▶ **REQUEST**:
Show each line of the rows below that contains the string "metal".

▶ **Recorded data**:
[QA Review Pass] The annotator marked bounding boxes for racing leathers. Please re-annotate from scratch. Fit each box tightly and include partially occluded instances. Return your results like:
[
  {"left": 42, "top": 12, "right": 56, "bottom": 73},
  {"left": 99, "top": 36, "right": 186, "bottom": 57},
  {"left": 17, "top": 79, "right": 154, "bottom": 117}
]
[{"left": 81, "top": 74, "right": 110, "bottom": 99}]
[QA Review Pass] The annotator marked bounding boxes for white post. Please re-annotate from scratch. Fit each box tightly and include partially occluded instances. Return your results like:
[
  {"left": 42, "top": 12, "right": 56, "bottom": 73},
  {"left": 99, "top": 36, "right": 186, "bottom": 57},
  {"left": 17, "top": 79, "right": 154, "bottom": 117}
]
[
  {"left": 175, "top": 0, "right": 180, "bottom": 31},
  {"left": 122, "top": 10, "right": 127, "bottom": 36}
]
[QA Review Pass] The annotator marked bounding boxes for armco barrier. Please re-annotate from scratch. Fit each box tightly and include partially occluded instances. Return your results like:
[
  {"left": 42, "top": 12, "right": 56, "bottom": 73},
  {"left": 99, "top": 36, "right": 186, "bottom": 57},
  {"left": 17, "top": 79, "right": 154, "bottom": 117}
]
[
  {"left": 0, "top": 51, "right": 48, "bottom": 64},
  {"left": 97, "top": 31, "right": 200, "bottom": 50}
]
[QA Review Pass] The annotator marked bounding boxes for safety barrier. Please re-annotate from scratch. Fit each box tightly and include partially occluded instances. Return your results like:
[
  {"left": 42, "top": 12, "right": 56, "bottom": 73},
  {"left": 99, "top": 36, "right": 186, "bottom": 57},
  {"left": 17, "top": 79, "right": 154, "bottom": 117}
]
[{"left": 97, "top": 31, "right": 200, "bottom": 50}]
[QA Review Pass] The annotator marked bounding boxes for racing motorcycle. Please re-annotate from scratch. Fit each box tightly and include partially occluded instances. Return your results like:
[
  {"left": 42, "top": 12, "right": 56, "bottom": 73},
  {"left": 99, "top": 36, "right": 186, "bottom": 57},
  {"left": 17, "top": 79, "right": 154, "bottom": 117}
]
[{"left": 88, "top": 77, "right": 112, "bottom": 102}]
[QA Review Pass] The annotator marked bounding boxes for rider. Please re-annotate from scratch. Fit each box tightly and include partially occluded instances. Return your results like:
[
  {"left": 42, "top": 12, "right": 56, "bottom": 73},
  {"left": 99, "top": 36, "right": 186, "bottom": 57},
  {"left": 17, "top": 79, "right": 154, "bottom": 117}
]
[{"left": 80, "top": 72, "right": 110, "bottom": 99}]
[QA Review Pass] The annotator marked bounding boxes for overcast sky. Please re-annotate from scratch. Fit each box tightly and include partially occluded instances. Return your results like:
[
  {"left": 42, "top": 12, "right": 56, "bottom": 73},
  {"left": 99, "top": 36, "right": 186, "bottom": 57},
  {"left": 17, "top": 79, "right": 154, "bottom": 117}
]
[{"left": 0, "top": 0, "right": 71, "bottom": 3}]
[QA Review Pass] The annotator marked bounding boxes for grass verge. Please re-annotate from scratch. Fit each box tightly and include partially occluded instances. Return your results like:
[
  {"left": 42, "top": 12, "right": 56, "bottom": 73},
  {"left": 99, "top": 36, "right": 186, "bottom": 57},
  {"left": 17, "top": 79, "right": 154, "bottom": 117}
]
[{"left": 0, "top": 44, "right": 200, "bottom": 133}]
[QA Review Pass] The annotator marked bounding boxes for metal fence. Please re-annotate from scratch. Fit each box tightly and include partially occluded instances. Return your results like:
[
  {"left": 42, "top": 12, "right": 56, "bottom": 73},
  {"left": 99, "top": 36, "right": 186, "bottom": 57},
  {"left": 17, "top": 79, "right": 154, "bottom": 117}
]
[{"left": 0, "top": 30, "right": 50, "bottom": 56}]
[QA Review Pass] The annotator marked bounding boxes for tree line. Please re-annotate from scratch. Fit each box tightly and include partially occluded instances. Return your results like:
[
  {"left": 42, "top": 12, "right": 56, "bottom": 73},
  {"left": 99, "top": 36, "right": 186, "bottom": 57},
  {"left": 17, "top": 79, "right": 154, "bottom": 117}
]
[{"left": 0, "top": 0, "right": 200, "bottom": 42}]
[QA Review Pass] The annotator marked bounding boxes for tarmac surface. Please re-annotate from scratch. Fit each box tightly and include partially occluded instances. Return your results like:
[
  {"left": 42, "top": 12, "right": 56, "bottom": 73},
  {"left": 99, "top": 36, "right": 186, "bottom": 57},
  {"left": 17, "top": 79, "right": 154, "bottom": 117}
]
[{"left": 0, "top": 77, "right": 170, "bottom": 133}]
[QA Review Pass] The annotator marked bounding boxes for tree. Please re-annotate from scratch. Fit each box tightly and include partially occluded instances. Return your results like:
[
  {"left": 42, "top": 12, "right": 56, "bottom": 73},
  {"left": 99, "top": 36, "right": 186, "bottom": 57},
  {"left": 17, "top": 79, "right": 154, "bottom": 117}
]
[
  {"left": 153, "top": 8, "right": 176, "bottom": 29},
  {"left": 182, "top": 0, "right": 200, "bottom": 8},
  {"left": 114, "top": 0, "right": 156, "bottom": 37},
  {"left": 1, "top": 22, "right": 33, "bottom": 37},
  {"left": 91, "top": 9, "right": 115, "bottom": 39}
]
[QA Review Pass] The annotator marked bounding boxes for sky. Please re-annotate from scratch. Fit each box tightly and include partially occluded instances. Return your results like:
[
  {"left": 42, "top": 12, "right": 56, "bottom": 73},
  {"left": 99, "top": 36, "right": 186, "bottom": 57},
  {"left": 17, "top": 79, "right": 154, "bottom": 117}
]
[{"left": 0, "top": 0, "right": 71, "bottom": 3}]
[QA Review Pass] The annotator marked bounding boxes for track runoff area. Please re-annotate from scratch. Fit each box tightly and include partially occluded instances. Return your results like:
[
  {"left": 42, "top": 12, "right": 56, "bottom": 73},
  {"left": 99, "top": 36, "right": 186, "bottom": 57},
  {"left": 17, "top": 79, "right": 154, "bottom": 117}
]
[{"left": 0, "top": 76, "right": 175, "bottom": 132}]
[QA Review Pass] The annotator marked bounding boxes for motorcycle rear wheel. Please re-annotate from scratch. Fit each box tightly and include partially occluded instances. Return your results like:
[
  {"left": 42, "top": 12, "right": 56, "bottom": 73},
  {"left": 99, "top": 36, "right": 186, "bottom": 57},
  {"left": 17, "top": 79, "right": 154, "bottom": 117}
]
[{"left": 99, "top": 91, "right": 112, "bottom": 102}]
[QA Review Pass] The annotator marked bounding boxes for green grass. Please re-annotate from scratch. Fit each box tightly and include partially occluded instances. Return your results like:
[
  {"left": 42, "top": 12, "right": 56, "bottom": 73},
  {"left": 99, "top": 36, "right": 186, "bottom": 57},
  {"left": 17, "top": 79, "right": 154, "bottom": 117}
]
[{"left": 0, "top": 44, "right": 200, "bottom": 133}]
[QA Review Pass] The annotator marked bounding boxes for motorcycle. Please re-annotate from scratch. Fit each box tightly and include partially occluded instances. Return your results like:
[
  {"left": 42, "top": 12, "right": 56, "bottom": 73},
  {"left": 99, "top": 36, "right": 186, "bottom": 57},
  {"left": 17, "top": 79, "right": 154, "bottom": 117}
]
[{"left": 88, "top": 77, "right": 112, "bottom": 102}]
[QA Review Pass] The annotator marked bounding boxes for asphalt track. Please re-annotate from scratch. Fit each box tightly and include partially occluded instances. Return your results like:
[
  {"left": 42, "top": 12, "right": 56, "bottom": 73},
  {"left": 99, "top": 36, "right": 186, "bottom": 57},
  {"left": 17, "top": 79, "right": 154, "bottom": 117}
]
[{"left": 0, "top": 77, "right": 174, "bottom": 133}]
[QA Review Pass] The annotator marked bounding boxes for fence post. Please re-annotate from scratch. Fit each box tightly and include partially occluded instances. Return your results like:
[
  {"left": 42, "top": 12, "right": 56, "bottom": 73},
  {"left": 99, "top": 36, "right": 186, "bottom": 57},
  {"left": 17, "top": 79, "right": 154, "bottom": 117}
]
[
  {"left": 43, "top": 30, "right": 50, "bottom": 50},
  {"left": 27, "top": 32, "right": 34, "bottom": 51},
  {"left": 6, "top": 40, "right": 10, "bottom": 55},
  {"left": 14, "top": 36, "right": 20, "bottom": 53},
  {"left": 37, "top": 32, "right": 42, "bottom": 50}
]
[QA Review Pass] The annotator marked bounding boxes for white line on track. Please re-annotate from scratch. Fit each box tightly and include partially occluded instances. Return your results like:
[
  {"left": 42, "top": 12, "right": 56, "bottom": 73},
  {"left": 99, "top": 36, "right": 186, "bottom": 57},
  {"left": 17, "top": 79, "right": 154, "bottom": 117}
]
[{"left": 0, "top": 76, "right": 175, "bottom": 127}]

▶ **SOLVED EXERCISE**:
[QA Review Pass] The annotator marked bounding boxes for metal fence. Please re-annotate from scratch. Fit each box tightly and include partially occluded instances. Return your results like:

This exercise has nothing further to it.